And, there's also a 13-year old girl we know from our races, who is about to face open-heart surgery. Leah's a fighter, there's no doubt about that, and Tim wanted me to share this link with all of you, so that all of us in the drag racing community can show our support for this brave young lady. The drag racing family is one of the best and most supportive groups of people I've ever had the pleasure to be a part of, and I know young Leah is feeling the support.
I'm buying my "Team Leah" t-shirt right now.
In my last blog I wrote about how Facebook allowed Vince Bienek and me to reconnect and eventually reunite a couple of weeks ago. There's a lot of fairly useless stuff on the internet, and a lot of people spend an inordinate amount of time doing some fairly useless stuff on Facebook in particular, but the one thing Facebook does better than anyone has in history, is allow those sorts of reconnections between people who have totally lost track of each other. That's truly the beautiful thing about Facebook.
And now it has provided another reconnection for me. The first Funny Car driver I ever represented, on my own and not working for someone else, was Norm Wilding from Essex, England. Norm was such a character, and basically a one-man show back in the days when you could actually do that and stay afloat from race to race. We often didn't have two dollar bills to rub together, but we worked at it as hard as we could and every little bit of success we had was something of which we could be proud. Norm finally had to face the fact that after nearly 10 years of effort, the money just wasn't there and he had to stop driving. That was roughly 14 years ago.

Records shown:

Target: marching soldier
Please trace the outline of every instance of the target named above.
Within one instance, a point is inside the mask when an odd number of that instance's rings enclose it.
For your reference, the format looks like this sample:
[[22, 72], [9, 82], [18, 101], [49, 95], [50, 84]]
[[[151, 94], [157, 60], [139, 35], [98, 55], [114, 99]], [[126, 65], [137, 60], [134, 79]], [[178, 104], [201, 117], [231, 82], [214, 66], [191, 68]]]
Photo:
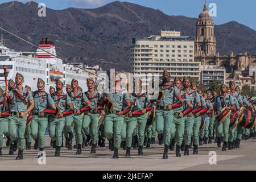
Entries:
[[16, 88], [11, 91], [6, 90], [5, 97], [5, 105], [6, 107], [8, 107], [8, 102], [10, 101], [11, 115], [9, 118], [9, 134], [13, 141], [16, 140], [16, 131], [18, 128], [19, 144], [19, 152], [16, 159], [23, 159], [23, 152], [25, 148], [24, 135], [27, 117], [34, 106], [32, 93], [22, 86], [23, 82], [23, 76], [17, 73], [15, 77]]
[[73, 109], [73, 105], [68, 95], [64, 94], [63, 91], [63, 83], [58, 80], [56, 82], [56, 92], [51, 96], [54, 100], [57, 109], [55, 117], [50, 117], [50, 136], [53, 141], [56, 140], [55, 156], [60, 156], [60, 148], [62, 144], [62, 132], [65, 126], [66, 119], [64, 112], [66, 108]]
[[[109, 139], [112, 140], [114, 147], [114, 159], [118, 158], [118, 148], [121, 142], [121, 132], [123, 124], [124, 114], [127, 114], [130, 110], [129, 95], [126, 89], [121, 85], [121, 80], [117, 76], [115, 76], [115, 88], [112, 88], [114, 93], [105, 93], [105, 100], [107, 102], [107, 106], [113, 106], [113, 108], [106, 110], [104, 121], [104, 133]], [[122, 110], [123, 105], [126, 104], [127, 107]]]
[[[139, 93], [133, 93], [133, 96], [136, 98], [136, 105], [135, 107], [138, 109], [140, 109], [143, 114], [140, 116], [135, 117], [135, 119], [138, 126], [138, 155], [143, 155], [143, 147], [144, 138], [144, 132], [146, 129], [146, 125], [147, 124], [147, 116], [146, 112], [146, 107], [150, 103], [147, 93], [142, 92], [142, 81], [139, 80], [139, 82], [137, 82], [137, 80], [135, 80], [135, 85], [138, 85]], [[151, 138], [148, 138], [149, 142], [150, 142]]]
[[44, 81], [38, 78], [38, 90], [35, 91], [33, 94], [35, 107], [33, 109], [31, 119], [31, 135], [35, 140], [35, 150], [38, 148], [39, 142], [39, 151], [43, 151], [44, 149], [45, 133], [48, 123], [48, 117], [44, 114], [44, 109], [49, 106], [56, 110], [53, 100], [49, 94], [44, 91], [45, 86]]
[[[171, 123], [174, 117], [172, 104], [176, 97], [182, 102], [179, 91], [176, 86], [171, 84], [171, 75], [166, 71], [163, 72], [163, 82], [159, 85], [159, 94], [163, 92], [162, 98], [158, 99], [156, 110], [156, 130], [162, 134], [164, 133], [164, 150], [163, 159], [168, 159], [168, 149], [171, 138]], [[161, 97], [161, 95], [160, 95]]]
[[[191, 107], [192, 108], [195, 108], [196, 105], [200, 106], [201, 105], [200, 97], [197, 92], [193, 90], [191, 88], [191, 84], [193, 84], [193, 82], [191, 83], [188, 77], [185, 77], [183, 78], [183, 85], [184, 87], [184, 91], [189, 96], [191, 100]], [[200, 113], [196, 113], [196, 115], [199, 116], [199, 114]], [[193, 113], [191, 112], [185, 118], [184, 142], [185, 146], [184, 153], [184, 155], [189, 155], [189, 148], [191, 141], [191, 137], [193, 135], [193, 126], [194, 125], [194, 118], [195, 116], [193, 115]], [[199, 125], [200, 127], [200, 124]], [[199, 130], [197, 131], [199, 132]], [[197, 133], [197, 135], [199, 133]], [[195, 144], [196, 143], [196, 142], [195, 143]], [[197, 144], [195, 144], [194, 146], [193, 154], [198, 154], [199, 143]]]
[[[222, 84], [221, 89], [221, 94], [216, 97], [214, 104], [217, 114], [219, 114], [224, 107], [226, 109], [234, 111], [236, 110], [234, 100], [233, 96], [226, 93], [228, 86]], [[230, 118], [229, 117], [222, 123], [217, 123], [217, 145], [219, 147], [221, 146], [221, 137], [222, 133], [224, 134], [222, 151], [226, 151], [228, 147], [230, 120]]]
[[[183, 80], [185, 80], [187, 77], [184, 77]], [[187, 117], [187, 114], [188, 113], [188, 110], [192, 111], [191, 107], [191, 99], [189, 95], [184, 90], [181, 90], [181, 81], [177, 78], [174, 80], [174, 84], [179, 89], [179, 93], [183, 100], [183, 104], [181, 106], [177, 107], [174, 110], [174, 118], [171, 122], [171, 140], [175, 138], [177, 144], [176, 146], [176, 156], [180, 157], [181, 155], [180, 152], [181, 144], [183, 140], [183, 136], [184, 134], [185, 129], [185, 119]], [[178, 101], [177, 98], [175, 98], [174, 103]], [[174, 107], [174, 104], [172, 105]], [[172, 141], [172, 144], [174, 146], [175, 141]], [[186, 148], [187, 149], [187, 148]]]
[[[72, 79], [71, 81], [71, 86], [72, 90], [69, 94], [68, 94], [68, 95], [69, 96], [72, 102], [75, 112], [71, 115], [71, 118], [68, 117], [67, 118], [67, 123], [69, 123], [69, 124], [71, 124], [73, 122], [75, 122], [75, 130], [76, 132], [76, 140], [77, 142], [77, 150], [76, 154], [82, 154], [82, 136], [81, 130], [82, 126], [82, 112], [81, 111], [81, 109], [84, 104], [86, 104], [89, 106], [90, 106], [90, 104], [87, 98], [84, 95], [84, 93], [78, 90], [79, 85], [77, 80]], [[68, 131], [69, 135], [69, 146], [70, 145], [70, 147], [72, 147], [73, 130]]]
[[[31, 92], [32, 95], [33, 95], [33, 92], [31, 90], [31, 88], [28, 85], [25, 86], [25, 88]], [[26, 126], [25, 130], [25, 139], [26, 139], [26, 149], [30, 150], [31, 149], [31, 144], [32, 142], [32, 136], [31, 136], [31, 129], [30, 128], [31, 122], [27, 121], [27, 124]]]
[[[68, 94], [69, 97], [71, 98], [71, 93], [72, 91], [72, 88], [71, 87], [71, 85], [69, 84], [66, 85], [66, 93]], [[74, 131], [74, 127], [73, 127], [73, 115], [69, 115], [66, 116], [66, 123], [64, 127], [63, 130], [63, 133], [64, 135], [65, 136], [66, 142], [65, 146], [67, 146], [68, 150], [72, 150], [72, 140], [73, 138], [73, 131]], [[68, 135], [69, 135], [68, 136]]]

Prompt 1: Repeat the part of the drag racing blog excerpt between "And, there's also" and "feeling the support.", inclusive.
Prompt 2:
Answer these questions from the drag racing blog excerpt:
(a) How old is Leah?
(b) Where was Norm Wilding from?
(c) About how long ago did Norm stop driving?

Output 1:
And, there's also a 13-year old girl we know from our races, who is about to face open-heart surgery. Leah's a fighter, there's no doubt about that, and Tim wanted me to share this link with all of you, so that all of us in the drag racing community can show our support for this brave young lady. The drag racing family is one of the best and most supportive groups of people I've ever had the pleasure to be a part of, and I know young Leah is feeling the support.

Output 2:
(a) 13 years old
(b) Essex, England
(c) Roughly 14 years ago